Natural language region descriptions
• • • • •

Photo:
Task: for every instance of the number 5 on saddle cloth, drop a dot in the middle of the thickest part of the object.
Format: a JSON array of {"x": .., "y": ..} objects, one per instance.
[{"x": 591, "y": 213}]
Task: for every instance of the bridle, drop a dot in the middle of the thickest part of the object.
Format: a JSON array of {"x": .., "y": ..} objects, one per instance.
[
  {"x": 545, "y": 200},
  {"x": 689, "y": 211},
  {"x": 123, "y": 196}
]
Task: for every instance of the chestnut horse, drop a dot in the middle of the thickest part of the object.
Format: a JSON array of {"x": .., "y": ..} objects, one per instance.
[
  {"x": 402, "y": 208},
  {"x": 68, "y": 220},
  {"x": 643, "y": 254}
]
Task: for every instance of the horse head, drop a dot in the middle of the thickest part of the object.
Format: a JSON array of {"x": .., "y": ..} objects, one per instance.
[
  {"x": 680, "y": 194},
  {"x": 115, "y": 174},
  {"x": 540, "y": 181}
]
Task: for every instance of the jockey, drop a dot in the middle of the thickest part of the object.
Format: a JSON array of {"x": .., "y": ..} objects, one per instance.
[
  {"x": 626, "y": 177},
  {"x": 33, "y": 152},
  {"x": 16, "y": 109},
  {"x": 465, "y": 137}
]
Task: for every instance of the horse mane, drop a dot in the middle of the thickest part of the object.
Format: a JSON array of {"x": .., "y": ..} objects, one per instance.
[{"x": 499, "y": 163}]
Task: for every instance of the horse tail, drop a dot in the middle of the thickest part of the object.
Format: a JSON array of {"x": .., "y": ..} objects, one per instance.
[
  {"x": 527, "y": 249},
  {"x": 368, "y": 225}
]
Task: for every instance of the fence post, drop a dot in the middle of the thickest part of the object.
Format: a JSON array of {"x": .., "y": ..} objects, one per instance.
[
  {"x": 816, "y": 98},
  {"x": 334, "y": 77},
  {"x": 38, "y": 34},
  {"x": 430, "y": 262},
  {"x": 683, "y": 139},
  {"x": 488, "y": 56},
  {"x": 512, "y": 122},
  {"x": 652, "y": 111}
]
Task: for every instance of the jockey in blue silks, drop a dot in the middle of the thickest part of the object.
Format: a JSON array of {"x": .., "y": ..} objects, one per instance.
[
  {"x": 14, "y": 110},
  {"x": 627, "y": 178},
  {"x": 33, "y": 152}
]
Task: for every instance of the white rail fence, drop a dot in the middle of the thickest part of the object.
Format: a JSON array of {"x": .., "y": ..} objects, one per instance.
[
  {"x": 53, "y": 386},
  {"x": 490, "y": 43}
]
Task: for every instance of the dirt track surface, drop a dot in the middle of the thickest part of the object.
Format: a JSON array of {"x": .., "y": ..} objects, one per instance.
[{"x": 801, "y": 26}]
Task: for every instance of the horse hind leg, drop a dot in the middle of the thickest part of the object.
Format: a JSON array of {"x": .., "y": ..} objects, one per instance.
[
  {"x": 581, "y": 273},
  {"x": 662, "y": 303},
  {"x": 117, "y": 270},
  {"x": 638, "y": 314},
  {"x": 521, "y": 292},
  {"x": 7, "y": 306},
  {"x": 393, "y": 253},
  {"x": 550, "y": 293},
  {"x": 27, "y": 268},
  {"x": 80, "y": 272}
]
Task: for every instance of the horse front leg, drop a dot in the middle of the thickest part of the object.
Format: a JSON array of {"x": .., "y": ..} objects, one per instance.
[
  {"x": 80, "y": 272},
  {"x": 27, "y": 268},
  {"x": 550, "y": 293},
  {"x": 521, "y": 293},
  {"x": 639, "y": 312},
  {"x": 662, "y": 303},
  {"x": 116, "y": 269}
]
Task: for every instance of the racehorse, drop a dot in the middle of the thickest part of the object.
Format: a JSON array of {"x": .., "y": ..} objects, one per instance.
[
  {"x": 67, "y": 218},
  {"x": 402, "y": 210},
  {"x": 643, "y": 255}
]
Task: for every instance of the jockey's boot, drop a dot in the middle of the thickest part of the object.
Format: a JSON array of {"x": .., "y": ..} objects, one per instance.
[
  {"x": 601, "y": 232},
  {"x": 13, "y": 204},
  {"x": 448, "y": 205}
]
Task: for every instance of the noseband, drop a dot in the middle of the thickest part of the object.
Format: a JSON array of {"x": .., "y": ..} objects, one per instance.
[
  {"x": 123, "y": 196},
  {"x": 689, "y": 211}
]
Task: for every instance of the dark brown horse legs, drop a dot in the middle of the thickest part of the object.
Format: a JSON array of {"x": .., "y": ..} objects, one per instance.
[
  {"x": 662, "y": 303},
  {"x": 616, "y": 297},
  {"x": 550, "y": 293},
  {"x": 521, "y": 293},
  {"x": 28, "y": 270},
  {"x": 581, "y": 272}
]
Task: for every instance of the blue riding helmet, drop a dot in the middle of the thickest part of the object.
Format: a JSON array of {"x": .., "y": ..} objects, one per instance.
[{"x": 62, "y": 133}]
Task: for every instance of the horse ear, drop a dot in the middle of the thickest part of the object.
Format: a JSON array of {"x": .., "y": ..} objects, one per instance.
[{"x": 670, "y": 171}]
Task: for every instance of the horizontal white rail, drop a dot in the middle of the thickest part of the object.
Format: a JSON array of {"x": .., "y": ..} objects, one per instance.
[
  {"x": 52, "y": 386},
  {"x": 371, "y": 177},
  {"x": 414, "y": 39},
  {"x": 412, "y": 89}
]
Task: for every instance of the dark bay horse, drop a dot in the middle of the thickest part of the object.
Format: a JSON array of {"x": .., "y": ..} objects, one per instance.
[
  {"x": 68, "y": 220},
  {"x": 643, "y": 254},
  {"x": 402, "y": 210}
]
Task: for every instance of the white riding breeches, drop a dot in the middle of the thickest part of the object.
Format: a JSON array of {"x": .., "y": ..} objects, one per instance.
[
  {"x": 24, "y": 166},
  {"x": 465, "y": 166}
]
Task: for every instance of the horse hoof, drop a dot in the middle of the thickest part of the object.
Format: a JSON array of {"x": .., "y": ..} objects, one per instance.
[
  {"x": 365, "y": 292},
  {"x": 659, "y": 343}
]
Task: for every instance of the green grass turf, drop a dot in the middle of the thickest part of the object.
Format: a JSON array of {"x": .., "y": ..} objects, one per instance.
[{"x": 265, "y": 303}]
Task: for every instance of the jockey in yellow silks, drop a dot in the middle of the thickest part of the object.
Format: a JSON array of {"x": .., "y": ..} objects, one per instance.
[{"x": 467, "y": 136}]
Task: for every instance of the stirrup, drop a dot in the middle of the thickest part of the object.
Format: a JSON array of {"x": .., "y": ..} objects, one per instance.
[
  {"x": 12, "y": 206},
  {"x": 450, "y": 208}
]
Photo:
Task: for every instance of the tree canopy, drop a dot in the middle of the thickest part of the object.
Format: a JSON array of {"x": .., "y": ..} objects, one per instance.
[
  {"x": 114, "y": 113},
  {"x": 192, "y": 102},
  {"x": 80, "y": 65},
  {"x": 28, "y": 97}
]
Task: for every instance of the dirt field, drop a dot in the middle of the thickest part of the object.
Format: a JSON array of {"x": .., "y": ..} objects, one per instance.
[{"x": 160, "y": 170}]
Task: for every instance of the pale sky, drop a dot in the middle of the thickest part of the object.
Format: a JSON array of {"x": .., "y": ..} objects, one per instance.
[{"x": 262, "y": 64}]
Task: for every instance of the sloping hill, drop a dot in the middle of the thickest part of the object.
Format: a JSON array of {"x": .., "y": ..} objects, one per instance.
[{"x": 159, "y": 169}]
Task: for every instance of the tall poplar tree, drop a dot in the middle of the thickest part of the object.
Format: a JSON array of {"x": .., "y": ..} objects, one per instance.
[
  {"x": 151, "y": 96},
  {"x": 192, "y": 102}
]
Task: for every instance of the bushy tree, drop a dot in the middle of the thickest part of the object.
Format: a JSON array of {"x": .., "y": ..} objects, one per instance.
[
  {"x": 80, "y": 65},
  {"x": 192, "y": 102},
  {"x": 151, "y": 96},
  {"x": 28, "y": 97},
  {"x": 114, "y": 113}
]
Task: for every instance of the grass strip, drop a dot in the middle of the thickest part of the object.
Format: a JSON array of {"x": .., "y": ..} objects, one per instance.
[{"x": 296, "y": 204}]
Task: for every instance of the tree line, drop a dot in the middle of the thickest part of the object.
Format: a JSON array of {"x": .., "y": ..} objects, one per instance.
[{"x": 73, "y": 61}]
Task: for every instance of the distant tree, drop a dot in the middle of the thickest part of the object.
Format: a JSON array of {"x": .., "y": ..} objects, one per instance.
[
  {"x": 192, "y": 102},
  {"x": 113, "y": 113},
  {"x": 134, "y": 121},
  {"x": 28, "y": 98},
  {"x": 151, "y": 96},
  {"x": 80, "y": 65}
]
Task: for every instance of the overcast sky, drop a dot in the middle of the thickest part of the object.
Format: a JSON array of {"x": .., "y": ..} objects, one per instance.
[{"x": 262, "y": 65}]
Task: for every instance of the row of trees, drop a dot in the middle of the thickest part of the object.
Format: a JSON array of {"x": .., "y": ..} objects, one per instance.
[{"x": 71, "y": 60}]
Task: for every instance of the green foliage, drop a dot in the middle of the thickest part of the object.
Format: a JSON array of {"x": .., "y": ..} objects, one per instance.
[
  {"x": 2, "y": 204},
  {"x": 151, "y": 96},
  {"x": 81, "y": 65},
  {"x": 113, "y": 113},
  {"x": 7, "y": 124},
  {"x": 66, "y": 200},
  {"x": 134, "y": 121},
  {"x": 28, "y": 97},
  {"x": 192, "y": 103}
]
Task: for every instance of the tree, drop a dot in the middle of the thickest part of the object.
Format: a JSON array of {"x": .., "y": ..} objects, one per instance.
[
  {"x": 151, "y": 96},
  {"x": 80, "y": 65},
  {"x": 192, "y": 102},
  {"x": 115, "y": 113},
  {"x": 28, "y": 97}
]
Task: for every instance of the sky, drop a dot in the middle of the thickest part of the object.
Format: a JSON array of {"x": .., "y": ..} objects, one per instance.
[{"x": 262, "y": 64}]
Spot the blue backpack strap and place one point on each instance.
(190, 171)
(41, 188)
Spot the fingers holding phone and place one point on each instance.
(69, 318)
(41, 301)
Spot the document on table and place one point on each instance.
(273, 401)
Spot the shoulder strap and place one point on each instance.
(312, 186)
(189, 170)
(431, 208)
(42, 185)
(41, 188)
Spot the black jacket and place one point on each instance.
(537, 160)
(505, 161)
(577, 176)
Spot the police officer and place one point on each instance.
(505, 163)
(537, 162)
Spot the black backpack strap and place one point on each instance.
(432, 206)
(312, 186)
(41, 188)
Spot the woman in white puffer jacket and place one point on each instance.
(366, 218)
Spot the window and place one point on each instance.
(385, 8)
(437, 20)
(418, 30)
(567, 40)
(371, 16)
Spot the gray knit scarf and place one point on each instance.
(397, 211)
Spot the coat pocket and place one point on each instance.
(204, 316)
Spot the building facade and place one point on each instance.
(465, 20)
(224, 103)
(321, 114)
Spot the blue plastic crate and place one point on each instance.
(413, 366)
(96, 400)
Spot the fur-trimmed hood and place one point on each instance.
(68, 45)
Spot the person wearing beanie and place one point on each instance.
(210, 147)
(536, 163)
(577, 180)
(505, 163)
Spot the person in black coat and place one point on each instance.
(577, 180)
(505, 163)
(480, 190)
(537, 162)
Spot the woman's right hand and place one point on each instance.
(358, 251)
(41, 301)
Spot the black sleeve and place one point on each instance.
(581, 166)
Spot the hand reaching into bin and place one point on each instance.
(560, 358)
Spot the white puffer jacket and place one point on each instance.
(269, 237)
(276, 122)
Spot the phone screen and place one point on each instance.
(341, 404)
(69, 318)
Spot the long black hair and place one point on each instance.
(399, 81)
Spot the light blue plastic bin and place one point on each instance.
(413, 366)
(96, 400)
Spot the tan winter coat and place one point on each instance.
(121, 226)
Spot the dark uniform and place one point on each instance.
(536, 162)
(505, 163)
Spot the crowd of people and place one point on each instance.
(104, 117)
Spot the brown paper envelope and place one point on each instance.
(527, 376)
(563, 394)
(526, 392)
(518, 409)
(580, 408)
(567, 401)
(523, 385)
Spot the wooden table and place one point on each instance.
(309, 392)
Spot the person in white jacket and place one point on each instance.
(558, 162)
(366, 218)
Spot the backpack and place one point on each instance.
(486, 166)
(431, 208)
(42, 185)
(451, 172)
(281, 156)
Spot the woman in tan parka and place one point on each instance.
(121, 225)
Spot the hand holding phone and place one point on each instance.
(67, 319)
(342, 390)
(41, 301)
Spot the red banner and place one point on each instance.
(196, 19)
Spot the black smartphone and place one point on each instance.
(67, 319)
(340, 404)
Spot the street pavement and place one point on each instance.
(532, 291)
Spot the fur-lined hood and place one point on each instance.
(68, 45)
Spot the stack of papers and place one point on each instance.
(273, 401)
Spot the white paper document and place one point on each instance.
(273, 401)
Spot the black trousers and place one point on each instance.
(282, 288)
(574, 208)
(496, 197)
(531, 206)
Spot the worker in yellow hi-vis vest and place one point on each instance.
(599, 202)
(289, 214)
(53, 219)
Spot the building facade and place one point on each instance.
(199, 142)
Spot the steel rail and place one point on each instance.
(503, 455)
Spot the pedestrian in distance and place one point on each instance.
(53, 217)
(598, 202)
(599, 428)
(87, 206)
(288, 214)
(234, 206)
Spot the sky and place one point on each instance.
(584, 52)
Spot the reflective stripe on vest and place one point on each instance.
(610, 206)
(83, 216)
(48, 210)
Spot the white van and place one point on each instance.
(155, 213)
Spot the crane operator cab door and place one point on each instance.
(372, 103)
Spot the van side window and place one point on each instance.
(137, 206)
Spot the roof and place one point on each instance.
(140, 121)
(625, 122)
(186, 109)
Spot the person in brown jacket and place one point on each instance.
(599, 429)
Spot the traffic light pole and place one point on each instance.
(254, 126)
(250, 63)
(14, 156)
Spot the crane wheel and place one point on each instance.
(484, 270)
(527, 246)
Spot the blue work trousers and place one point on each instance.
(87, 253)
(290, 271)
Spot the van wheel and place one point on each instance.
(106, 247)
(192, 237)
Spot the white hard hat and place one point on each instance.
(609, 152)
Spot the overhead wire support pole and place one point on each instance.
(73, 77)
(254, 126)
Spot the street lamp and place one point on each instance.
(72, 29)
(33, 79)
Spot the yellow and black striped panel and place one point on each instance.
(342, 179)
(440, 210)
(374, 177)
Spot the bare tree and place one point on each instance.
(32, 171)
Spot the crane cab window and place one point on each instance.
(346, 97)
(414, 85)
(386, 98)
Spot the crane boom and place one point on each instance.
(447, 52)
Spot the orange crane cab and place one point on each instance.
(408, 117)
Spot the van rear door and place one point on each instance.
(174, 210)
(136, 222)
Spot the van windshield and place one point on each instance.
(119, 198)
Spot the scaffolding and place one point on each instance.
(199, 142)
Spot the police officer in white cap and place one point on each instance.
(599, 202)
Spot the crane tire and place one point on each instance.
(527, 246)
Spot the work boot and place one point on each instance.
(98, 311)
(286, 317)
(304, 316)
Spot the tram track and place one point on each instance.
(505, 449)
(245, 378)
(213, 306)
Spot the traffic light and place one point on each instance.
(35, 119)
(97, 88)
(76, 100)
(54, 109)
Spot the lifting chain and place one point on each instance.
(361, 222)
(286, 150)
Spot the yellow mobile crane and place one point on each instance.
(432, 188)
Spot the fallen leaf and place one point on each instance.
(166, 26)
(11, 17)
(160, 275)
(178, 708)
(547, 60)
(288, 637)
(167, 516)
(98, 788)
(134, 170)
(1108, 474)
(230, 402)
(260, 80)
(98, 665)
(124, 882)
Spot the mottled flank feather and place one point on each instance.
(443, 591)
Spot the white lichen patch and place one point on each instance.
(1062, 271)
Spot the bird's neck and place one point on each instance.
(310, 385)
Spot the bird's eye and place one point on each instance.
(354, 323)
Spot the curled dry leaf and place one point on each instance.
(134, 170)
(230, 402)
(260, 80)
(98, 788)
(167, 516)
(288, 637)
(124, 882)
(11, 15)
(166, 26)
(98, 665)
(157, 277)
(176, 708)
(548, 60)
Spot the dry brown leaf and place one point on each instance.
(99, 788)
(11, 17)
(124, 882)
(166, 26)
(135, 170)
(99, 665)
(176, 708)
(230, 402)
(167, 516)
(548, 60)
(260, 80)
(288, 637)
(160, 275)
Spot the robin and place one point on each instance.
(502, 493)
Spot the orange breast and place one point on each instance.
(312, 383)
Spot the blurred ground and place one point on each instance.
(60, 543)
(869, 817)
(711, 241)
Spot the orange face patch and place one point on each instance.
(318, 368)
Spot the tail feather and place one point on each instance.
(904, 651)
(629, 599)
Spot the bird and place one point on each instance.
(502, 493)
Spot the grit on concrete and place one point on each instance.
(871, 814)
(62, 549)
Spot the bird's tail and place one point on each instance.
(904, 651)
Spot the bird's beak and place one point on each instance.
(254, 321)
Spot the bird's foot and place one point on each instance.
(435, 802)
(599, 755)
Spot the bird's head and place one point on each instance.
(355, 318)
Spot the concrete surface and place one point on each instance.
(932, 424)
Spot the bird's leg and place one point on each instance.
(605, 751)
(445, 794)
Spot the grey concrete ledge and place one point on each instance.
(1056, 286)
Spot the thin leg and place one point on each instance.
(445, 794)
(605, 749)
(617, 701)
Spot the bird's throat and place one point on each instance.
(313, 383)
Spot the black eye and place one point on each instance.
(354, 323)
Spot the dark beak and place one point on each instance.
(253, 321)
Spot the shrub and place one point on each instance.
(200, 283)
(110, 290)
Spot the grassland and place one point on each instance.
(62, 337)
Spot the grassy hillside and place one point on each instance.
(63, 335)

• • • • •

* **TASK TO COMPLETE**
Which lines of the data include the word "green"? Copy each one.

* **ANSWER SECTION**
Task: for every instance of the green grass turf, drop a dot in the middle of the thickest part of the object.
Task: for every instance of the green foliage, drop a dot in the middle of the thickest part of the object.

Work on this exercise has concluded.